◆ Exercício proposto 1
Reproduza o trecho do texto sobre o modelo federativo brasileiro que vai de "Sabe-se que o" até "em terras yankees.", inclusive.
◆ Exercício proposto 2
Mostre todas as linhas fornecidas abaixo em que aparece a palavra "cloud".

◆ Trecho do documento
---

“As pessoas podem formar comunidades, mas as instituições, e só elas, criam uma nação.” Disraeli
No momento em que a discussão sobre o modelo federativo brasileiro toma novo impulso, pelos debates sobre o tema no Congresso, vale a pena refletir sobre ele.
Sabe-se que o nosso modelo político foi inspirado no norte-americano. Consequentemente, o tipo de Estado federal, o sistema de governo presidencialista e a forma republicana de governo foram inseridos na primeira Constituição republicana [1891]. Diferenças históricas e culturais, no entanto, não permitiram que o Brasil tivesse nestas características políticas uma reprodução do que vigora em terras yankees.
Ao contrário dos Estados Unidos da América, o Brasil foi um país ‘criado de cima para baixo’, onde a estrutura burocrática sempre precedeu e condicionou a organização social. No dizer de Tristão de Athayde... ”fomos um país formado às avessas, que teve Coroa antes de ter povo; parlamentarismo antes de eleições; escolas superiores antes de alfabetização; bancos antes de ter economias”. O fato de ter sido uma colônia de exploração e não de povoamento foi outra distinção fundamental na formação do Brasil que o difere da nação norte-americana. Estas ocorrências deixaram marcas profundas na nossa organização federativa [centralizadora] sentida até os dias atuais.

---

(Algumas linhas)
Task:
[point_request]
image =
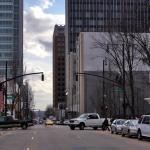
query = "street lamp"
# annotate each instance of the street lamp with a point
(104, 63)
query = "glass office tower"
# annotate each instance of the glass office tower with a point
(11, 37)
(100, 16)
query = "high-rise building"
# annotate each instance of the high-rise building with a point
(11, 37)
(59, 66)
(100, 16)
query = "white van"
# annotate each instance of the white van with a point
(143, 127)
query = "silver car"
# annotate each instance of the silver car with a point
(116, 125)
(129, 128)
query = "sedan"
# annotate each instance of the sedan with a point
(116, 126)
(49, 122)
(129, 128)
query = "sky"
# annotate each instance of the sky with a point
(40, 17)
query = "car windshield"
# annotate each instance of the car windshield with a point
(120, 122)
(83, 116)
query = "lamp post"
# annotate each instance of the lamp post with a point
(103, 103)
(6, 90)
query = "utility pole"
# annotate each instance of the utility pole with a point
(103, 87)
(124, 99)
(6, 90)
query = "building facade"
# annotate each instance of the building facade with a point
(59, 67)
(100, 16)
(11, 37)
(93, 93)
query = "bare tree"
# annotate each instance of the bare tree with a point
(114, 44)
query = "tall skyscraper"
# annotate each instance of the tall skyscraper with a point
(11, 37)
(59, 66)
(100, 16)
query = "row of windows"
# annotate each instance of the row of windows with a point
(5, 30)
(5, 39)
(6, 7)
(6, 55)
(6, 47)
(6, 23)
(6, 15)
(6, 0)
(119, 2)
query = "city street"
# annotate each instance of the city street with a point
(62, 138)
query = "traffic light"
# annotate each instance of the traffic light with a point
(42, 77)
(76, 77)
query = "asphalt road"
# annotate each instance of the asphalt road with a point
(62, 138)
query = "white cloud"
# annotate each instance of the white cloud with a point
(45, 4)
(38, 32)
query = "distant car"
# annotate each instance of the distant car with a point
(66, 122)
(144, 127)
(10, 122)
(49, 122)
(129, 128)
(116, 125)
(92, 120)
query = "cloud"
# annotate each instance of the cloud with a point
(38, 31)
(45, 4)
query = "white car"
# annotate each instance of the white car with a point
(144, 127)
(86, 120)
(116, 126)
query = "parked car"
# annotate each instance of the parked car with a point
(10, 122)
(49, 122)
(144, 127)
(129, 128)
(116, 125)
(86, 120)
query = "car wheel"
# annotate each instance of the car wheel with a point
(95, 128)
(72, 127)
(81, 126)
(139, 134)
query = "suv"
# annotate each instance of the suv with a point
(144, 127)
(86, 120)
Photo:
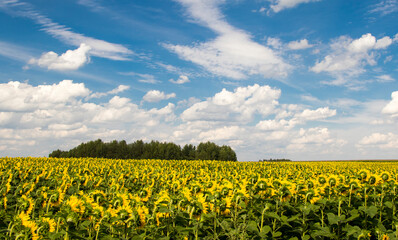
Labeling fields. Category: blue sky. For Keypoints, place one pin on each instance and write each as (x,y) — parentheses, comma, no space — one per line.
(298,79)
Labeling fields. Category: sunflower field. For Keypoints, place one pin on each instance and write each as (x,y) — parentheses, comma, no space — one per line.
(89,198)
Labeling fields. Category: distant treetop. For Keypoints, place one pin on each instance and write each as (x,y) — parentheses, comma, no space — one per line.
(152,150)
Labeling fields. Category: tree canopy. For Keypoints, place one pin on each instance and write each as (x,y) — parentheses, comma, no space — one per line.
(152,150)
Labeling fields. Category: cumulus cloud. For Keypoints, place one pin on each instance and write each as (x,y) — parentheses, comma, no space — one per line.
(279,5)
(157,96)
(315,137)
(232,53)
(239,105)
(349,57)
(385,7)
(70,60)
(144,78)
(181,80)
(37,119)
(392,107)
(14,52)
(320,113)
(298,45)
(296,119)
(17,96)
(384,78)
(380,140)
(119,89)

---

◆ Resposta 1
Sabe-se que o nosso modelo político foi inspirado no norte-americano. Consequentemente, o tipo de Estado federal, o sistema de governo presidencialista e a forma republicana de governo foram inseridos na primeira Constituição republicana [1891]. Diferenças históricas e culturais, no entanto, não permitiram que o Brasil tivesse nestas características políticas uma reprodução do que vigora em terras yankees.

◆ Resposta 2
query = "white cloud"
# annotate each instance of the white cloud with a point
query = "cloud"
# annotate each instance of the cloud with a point
Labeling fields. Category: cumulus cloud. For Keypoints, place one pin on each instance and write each as (x,y) — parentheses, comma, no space — one per line.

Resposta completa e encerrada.